2. Vicarious experiences (social role models): By observing and emulating the behavior of successful role models and mentors, and of parents. These experiences provide focus and energy to state, "If they can do it, I should be able to do it too" or "I want to be like them." Positive role models are vital to boost efficacy. According to Bandura: "Seeing people similar to oneself succeed by sustained effort raises observers’ beliefs that they too possess the capabilities to master comparable activities to succeed."

3. Social persuasion: Receiving positive feedback while tackling a complicated issue is vital to continue steadfastly on any project. People genuinely like hearing positive reviews about their skills and capabilities to succeed. Verbal encouragement is invariably a vital tool in helping to achieve goals and efficiently delivering positive results.

4. Emotional and physiological states: The emotional, physical and psychological well-being of a person is vital to maintain effectiveness. People with chronic anxiety, depression or emotional stress would typically have a hard time moving forward and an insufficient level of confidence.

James Maddux and other social psychologists have further suggested significant factors to improve efficacy:

1. Imaginal experiences/visualization: The route to self-efficacy is through "the art of visualizing yourself behaving effectively or successfully in a given situation."

------------------------------------------------

Activity list
• A. List every numbered heading in the self-efficacy text.
• B. Edit the stretch of the self-efficacy text from "4. Emotional and" through "level of confidence.", replacing "chronic anxiety" with "persistent anxiety".
• C. In the self-efficacy text, what does Bandura say is raised by seeing people similar to oneself succeed by sustained effort?
The data after this point has nothing to do with this work.

(Stored items)

------------------------------------------------

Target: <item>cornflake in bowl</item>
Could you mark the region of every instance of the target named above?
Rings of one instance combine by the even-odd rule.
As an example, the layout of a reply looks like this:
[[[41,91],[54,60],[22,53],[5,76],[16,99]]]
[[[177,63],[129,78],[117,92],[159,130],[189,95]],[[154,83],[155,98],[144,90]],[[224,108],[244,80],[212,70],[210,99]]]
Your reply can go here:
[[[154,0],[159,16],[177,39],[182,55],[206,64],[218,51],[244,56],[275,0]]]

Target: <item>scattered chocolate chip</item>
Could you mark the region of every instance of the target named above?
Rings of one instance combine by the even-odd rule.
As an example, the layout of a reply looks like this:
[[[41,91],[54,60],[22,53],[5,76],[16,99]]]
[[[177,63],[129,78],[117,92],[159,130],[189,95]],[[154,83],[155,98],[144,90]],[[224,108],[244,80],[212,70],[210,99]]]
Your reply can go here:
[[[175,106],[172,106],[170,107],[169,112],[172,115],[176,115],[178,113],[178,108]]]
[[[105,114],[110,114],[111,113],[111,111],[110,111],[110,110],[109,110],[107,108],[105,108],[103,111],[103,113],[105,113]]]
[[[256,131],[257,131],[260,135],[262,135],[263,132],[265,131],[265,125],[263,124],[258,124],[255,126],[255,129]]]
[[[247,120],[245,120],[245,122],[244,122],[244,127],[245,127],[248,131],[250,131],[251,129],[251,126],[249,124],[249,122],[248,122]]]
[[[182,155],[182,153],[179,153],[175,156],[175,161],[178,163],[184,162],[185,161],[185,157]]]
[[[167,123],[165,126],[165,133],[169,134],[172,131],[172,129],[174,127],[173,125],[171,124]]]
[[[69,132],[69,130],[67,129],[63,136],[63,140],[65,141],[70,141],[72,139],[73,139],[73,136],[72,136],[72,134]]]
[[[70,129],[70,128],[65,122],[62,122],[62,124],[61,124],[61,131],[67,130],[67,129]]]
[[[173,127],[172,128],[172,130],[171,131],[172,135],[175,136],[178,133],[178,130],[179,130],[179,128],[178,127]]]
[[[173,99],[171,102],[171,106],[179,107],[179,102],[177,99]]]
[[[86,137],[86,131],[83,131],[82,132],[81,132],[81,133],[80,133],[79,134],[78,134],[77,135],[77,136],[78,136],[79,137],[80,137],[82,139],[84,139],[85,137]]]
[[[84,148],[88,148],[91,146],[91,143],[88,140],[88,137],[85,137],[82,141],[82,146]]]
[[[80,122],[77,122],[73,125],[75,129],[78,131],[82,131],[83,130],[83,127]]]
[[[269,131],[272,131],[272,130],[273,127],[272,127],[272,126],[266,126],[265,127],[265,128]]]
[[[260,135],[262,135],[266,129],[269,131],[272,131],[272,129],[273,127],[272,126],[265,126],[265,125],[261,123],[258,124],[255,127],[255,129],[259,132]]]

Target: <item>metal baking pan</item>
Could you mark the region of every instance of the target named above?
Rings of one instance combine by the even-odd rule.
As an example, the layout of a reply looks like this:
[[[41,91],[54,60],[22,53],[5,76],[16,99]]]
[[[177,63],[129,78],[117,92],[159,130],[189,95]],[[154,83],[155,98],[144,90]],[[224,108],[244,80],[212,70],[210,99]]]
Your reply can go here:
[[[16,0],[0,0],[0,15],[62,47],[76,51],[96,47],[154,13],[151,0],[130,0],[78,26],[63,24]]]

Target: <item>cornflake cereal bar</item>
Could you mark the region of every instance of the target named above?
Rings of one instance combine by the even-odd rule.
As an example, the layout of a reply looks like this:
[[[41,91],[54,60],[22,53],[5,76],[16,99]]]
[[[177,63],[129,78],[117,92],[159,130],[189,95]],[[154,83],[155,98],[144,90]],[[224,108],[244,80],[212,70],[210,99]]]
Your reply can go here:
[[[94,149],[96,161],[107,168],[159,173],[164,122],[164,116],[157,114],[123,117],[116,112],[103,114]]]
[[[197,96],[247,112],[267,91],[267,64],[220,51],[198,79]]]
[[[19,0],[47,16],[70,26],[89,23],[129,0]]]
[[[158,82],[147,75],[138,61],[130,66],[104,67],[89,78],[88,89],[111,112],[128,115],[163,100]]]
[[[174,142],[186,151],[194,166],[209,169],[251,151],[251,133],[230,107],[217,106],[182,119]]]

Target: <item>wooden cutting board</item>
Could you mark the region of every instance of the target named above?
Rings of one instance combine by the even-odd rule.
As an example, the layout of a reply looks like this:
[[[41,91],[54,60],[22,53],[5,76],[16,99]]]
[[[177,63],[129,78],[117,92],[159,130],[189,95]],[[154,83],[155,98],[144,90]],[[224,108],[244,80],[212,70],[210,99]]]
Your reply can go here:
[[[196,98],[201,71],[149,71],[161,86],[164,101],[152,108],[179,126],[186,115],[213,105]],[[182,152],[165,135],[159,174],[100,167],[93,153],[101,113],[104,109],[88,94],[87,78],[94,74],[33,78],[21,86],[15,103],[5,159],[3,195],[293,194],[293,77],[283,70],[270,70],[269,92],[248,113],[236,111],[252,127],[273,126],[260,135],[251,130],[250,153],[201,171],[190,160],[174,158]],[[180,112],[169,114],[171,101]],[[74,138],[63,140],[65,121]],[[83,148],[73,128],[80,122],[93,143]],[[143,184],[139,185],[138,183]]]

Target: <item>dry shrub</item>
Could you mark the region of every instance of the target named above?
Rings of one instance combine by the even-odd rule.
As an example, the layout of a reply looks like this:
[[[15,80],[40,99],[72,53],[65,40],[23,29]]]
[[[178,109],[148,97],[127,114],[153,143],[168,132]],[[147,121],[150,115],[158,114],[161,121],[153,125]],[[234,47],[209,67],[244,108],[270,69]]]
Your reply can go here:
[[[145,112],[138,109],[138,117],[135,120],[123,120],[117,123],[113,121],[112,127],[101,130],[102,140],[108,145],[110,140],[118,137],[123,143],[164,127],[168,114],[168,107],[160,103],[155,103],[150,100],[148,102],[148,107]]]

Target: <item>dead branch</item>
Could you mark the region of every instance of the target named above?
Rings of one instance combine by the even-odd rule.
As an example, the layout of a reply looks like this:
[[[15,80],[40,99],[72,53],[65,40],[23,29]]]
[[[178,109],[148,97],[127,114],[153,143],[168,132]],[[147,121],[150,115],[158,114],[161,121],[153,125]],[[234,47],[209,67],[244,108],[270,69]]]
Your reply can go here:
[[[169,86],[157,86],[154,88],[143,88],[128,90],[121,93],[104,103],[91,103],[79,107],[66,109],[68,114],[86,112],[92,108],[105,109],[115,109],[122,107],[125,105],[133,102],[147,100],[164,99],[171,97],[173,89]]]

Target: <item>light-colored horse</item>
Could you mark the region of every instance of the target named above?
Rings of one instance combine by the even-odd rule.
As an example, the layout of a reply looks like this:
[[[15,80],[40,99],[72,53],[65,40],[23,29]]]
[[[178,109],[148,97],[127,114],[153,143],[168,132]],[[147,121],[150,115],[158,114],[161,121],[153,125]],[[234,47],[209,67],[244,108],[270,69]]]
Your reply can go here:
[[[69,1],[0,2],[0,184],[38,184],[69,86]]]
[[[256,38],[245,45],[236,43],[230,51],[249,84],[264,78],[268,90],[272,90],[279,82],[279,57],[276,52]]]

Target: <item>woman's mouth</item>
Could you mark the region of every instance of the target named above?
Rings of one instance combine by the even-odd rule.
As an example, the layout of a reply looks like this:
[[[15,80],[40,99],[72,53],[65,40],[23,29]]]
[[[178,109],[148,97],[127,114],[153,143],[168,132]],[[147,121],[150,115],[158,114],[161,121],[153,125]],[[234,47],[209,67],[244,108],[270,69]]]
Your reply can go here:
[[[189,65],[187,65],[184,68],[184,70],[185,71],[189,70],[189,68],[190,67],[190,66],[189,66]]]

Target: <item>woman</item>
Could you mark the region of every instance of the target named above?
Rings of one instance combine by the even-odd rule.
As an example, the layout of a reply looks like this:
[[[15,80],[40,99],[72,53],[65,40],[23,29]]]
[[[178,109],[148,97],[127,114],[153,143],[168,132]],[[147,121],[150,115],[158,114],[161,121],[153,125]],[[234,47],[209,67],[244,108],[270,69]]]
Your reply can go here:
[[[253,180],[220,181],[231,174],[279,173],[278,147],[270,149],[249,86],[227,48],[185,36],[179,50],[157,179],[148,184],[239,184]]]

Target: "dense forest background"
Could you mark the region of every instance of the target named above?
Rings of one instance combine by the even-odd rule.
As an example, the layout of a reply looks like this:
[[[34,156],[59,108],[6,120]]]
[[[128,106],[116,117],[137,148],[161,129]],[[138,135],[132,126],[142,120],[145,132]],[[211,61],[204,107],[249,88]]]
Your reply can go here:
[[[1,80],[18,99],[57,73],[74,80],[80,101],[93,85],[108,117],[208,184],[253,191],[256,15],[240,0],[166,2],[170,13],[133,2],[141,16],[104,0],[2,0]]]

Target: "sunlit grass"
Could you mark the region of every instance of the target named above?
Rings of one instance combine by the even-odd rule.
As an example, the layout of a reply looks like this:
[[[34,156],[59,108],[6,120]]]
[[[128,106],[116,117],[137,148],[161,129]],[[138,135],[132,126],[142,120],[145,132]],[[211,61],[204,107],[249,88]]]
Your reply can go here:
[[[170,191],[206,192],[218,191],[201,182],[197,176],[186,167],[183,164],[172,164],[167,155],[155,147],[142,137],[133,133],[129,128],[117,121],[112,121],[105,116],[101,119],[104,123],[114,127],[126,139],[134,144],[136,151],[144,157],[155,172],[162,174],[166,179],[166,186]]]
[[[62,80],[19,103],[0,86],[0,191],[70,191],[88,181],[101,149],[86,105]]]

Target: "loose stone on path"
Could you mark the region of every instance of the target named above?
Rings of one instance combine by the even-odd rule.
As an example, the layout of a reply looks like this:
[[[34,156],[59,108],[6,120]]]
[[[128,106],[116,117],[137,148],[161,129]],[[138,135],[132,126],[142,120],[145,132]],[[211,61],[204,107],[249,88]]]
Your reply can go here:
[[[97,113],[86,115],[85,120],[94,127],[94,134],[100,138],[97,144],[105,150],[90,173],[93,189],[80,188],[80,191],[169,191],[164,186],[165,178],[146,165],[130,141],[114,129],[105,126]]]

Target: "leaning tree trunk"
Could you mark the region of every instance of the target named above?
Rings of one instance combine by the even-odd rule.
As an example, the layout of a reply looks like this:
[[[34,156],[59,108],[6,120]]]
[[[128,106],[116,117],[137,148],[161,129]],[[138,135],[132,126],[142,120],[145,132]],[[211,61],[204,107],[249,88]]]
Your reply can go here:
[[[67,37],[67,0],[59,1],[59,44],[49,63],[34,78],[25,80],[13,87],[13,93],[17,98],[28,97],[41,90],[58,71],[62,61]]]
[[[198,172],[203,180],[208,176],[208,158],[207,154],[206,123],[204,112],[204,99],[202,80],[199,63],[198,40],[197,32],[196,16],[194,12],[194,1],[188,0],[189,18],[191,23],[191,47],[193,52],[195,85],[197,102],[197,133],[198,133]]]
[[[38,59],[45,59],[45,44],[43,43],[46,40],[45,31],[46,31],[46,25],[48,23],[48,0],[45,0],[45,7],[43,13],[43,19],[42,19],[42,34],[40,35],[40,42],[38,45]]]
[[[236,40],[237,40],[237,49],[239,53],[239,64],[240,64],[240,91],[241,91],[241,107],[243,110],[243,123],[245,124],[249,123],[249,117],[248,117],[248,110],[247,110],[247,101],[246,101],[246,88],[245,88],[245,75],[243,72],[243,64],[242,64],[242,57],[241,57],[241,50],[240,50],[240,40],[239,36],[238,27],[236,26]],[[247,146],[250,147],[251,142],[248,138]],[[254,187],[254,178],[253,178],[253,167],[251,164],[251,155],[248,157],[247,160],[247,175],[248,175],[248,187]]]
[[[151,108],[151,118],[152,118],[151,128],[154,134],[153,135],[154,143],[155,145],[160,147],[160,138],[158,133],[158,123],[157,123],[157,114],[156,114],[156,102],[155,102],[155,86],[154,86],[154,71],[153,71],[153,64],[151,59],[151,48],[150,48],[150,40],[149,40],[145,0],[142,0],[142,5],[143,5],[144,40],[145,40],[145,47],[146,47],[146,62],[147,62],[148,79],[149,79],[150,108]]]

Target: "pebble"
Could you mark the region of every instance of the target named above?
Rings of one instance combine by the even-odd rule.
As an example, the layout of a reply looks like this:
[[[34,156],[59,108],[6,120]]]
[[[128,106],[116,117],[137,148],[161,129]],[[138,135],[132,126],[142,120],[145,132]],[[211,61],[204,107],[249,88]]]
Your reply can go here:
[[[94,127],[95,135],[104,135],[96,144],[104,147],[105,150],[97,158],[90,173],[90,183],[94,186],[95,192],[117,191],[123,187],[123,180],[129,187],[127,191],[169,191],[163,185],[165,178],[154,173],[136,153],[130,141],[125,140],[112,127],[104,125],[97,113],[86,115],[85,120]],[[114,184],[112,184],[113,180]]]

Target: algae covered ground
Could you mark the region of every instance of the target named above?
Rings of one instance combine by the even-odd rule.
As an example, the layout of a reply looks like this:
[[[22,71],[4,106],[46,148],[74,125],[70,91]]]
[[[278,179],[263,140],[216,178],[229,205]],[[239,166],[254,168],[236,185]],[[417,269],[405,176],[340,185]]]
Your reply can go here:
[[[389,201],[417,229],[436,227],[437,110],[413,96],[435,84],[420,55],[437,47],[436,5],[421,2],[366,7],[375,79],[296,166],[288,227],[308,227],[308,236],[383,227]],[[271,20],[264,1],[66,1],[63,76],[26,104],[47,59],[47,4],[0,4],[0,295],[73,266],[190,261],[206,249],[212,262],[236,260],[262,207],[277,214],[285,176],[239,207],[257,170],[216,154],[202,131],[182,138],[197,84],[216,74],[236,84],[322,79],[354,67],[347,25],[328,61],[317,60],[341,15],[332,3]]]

------------------------------------------------

Solutions to the tasks
• A.
Vicarious experiences (social role models)
Social persuasion
Emotional and physiological states
Imaginal experiences/visualization

• B.
4. Emotional and physiological states: The emotional, physical and psychological well-being of a person is vital to maintain effectiveness. People with persistent anxiety, depression or emotional stress would typically have a hard time moving forward and an insufficient level of confidence.

• C. Observers' beliefs that they too possess the capabilities to master comparable activities to succeed.